*PROBLEM STATEMENT*:
Word for word, set down the listing that appears after this line.
PROVIDED MATERIAL START
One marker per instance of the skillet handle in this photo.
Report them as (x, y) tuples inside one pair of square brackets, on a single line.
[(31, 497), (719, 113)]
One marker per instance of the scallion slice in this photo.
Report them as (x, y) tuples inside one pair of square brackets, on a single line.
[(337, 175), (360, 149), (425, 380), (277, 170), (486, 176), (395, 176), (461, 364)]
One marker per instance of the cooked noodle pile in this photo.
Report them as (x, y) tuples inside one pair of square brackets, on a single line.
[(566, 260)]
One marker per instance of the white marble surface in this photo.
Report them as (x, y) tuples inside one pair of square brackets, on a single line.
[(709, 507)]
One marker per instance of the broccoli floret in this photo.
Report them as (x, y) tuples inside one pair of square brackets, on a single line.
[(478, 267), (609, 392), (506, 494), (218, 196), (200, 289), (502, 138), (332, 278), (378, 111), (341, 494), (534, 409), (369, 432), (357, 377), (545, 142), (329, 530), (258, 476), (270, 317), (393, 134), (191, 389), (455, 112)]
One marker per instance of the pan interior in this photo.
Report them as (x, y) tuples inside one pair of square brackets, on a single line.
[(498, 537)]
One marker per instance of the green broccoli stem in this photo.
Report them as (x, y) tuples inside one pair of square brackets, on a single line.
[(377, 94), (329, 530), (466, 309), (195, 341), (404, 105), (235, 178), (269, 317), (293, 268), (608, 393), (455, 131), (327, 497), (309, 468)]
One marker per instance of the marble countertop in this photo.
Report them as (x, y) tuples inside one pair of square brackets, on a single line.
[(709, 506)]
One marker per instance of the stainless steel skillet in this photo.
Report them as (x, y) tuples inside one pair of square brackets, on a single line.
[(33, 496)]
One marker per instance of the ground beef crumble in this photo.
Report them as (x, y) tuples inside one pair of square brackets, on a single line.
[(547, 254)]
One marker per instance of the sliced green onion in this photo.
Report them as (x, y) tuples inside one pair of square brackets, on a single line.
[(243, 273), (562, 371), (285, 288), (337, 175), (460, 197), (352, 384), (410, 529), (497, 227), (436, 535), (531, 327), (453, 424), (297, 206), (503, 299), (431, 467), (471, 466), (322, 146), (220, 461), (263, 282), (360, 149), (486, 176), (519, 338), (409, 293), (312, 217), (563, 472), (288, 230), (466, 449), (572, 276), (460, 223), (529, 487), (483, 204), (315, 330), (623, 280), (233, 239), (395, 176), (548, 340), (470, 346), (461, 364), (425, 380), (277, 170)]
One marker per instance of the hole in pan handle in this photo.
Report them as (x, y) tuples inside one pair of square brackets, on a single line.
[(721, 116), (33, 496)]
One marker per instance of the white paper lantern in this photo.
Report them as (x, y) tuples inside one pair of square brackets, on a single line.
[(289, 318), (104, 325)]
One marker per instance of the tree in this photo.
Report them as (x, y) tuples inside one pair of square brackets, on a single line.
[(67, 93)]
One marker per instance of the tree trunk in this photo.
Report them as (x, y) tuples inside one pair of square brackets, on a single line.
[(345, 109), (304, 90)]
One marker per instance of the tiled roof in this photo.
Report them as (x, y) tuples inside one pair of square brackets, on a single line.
PROVIDED MATERIAL END
*SOLVED PROBLEM*:
One marker per instance of the skillet handle in this photo.
Report them as (x, y) tuples inside one pair of square brackets, on a single line.
[(31, 497), (719, 113)]
One marker per instance of the scallion slice in this photo.
Report them as (x, y) tuples inside one pair of square brackets, on a single line.
[(337, 175), (360, 149), (425, 380), (277, 170), (486, 176), (395, 176), (461, 364)]
One marker per instance of the cooked noodle pile in this photo.
Report them as (x, y) tuples inside one pair of square brackets, on a single line.
[(566, 260)]
One marker per instance of the white marble surface in this photo.
Report them as (x, y) tuples inside one pair of square brackets, on a single line.
[(709, 507)]
One marker per instance of the broccoli floret in this photo.
Report them as (x, y) tuples inside one pair of square brackets, on a single line.
[(478, 267), (609, 392), (506, 494), (218, 196), (200, 289), (502, 138), (332, 278), (378, 111), (341, 494), (534, 409), (369, 432), (357, 377), (545, 142), (329, 530), (258, 476), (270, 317), (393, 134), (191, 389), (455, 112)]
One marker per instance of the pan interior in this photo.
Report them as (x, y) tuples inside one pair of square brackets, on a single line.
[(498, 537)]
One marker per instance of the green broccoli stem in this photo.
Report them as (x, y) tuples inside one pair of square brackets, on a single line.
[(377, 94), (329, 530), (466, 309), (195, 341), (404, 105), (235, 178), (269, 317), (293, 268), (608, 393), (455, 131), (327, 497), (309, 468)]
One marker per instance of the marble countertop in this photo.
Report them as (x, y) tuples inside one pair of square brackets, on a single line.
[(709, 506)]
One marker per instance of the stainless steel skillet in this photo.
Report them as (x, y) tuples inside one pair of square brackets, on a single line.
[(33, 496)]
One marker per instance of the ground beef crumble in this photo.
Report them as (x, y) tuples inside one pair of square brackets, on a single line.
[(547, 254)]
One marker per instance of the sliced green onion in this photo.
Report them as (x, y) tuples inside one pair of square brackets, on a single line.
[(243, 273), (562, 371), (285, 288), (337, 175), (460, 197), (352, 384), (410, 529), (497, 227), (436, 535), (531, 327), (453, 424), (297, 206), (503, 299), (431, 467), (471, 466), (322, 146), (220, 461), (263, 282), (360, 149), (486, 176), (519, 338), (409, 293), (312, 217), (563, 472), (288, 230), (466, 449), (572, 276), (460, 223), (529, 487), (483, 204), (315, 330), (623, 280), (233, 239), (395, 176), (548, 340), (470, 346), (461, 364), (425, 380), (277, 170)]
One marker per instance of the hole in pan handle in this photo.
Report them as (x, y) tuples inside one pair of square brackets, on a single line.
[(721, 116), (33, 496)]
One marker per instance of the white paper lantern in this photo.
Report them as (x, y) tuples inside one pair of square brackets, on a single line.
[(289, 318), (104, 325)]
One marker per instance of the tree in this photo.
Report them as (x, y) tuples inside one pair of square brackets, on a single line.
[(67, 93)]
One marker per instance of the tree trunk in this photo.
Report them as (x, y) tuples inside one pair of square brackets, on a single line.
[(345, 109), (304, 90)]
One marker per instance of the tiled roof in this photo.
Report them as (x, y) tuples inside one pair of square brackets, on a single line.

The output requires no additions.